─── Source text ───

We use the hdf5r package, which provides an object-oriented interface to the HDF5 library.

18.2.1 R Packages

If you do not have the required packages, run this command once in your R console:

# install.packages(c("tidyverse", "hdf5r", "rstudioapi"))

18.2.2 Load libraries

library(tidyverse)
library(hdf5r)      # Interface to HDF5 library
library(DT)         # Interactive tables
library(rstudioapi) # Directory selection

# Validation: Check if hdf5r loaded correctly
if (!require("hdf5r", quietly = TRUE)) {
  stop("The 'hdf5r' package is missing. Please install it to proceed.")
}

18.3 Select Target Directory

We select the folder containing the HDF5 files.

Note: If running interactively, a dialog box will appear. Otherwise, it defaults to the target_dir parameter.

# 1. Try to select interactively if in RStudio
if (interactive() && .Platform$OS.type == "windows") { 
  selected_dir <- rstudioapi::selectDirectory(caption = "Select HDF5 Directory")
} else {
  selected_dir <- NULL
}

# 2. Logic to determine final directory
if (!is.null(selected_dir)) {
  target_dir <- selected_dir
} else {
  target_dir <- params$target_dir
}

print(paste("Analyzing directory:", target_dir))

[1] "Analyzing directory: data/Inspect_hdf5/"

18.4 Find HDF5 Files

We scan the directory for files ending in .h5 or .hdf5.

hdf5_files <- list.files(
  path = target_dir,
  pattern = "\\.(h5|hdf5)$", 
  recursive = TRUE, 
  full.names = TRUE, 
  ignore.case = TRUE
)

print(paste("Found", length(hdf5_files), "HDF5 files."))

[1] "Found 2 HDF5 files."

head(hdf5_files)

[1] "data/Inspect_hdf5//model-134-wire-e8e71fc090141d7c6fb334359152d295.hdf5"   
[2] "data/Inspect_hdf5//model-272-general-e5ce2d69b035975cb5336cec0da9a32a.hdf5"

───

• [Exercise instructions] Revise the section of the HDF5 tutorial that opens with "We select the" and closes with "the target_dir parameter.", replacing "dialog box" with "folder picker". The data are not needed for any work on the HDF5 tutorial.

─── Excerpted records ───

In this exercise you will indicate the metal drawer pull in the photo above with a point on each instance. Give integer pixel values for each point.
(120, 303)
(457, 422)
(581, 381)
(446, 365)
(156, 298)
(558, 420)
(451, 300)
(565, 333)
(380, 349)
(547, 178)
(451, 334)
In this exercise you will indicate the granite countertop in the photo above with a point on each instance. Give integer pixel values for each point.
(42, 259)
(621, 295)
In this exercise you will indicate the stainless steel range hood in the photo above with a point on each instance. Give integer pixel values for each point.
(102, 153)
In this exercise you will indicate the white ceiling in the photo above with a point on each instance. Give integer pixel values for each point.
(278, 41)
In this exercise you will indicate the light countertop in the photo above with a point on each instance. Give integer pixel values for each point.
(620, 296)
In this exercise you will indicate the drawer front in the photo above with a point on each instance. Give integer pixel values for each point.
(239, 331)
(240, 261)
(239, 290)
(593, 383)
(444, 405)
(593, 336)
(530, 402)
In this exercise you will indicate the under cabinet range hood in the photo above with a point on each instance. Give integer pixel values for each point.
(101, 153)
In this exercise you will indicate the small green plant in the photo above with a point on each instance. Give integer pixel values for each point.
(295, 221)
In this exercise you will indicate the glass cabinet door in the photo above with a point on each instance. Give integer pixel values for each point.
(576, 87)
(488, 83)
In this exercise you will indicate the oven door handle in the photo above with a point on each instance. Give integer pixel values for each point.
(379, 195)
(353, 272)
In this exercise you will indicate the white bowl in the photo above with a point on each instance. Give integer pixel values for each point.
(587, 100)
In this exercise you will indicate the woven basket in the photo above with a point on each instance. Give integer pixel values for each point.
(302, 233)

───

• [Exercise output]
We select the folder containing the HDF5 files.

Note: If running interactively, a folder picker will appear. Otherwise, it defaults to the target_dir parameter.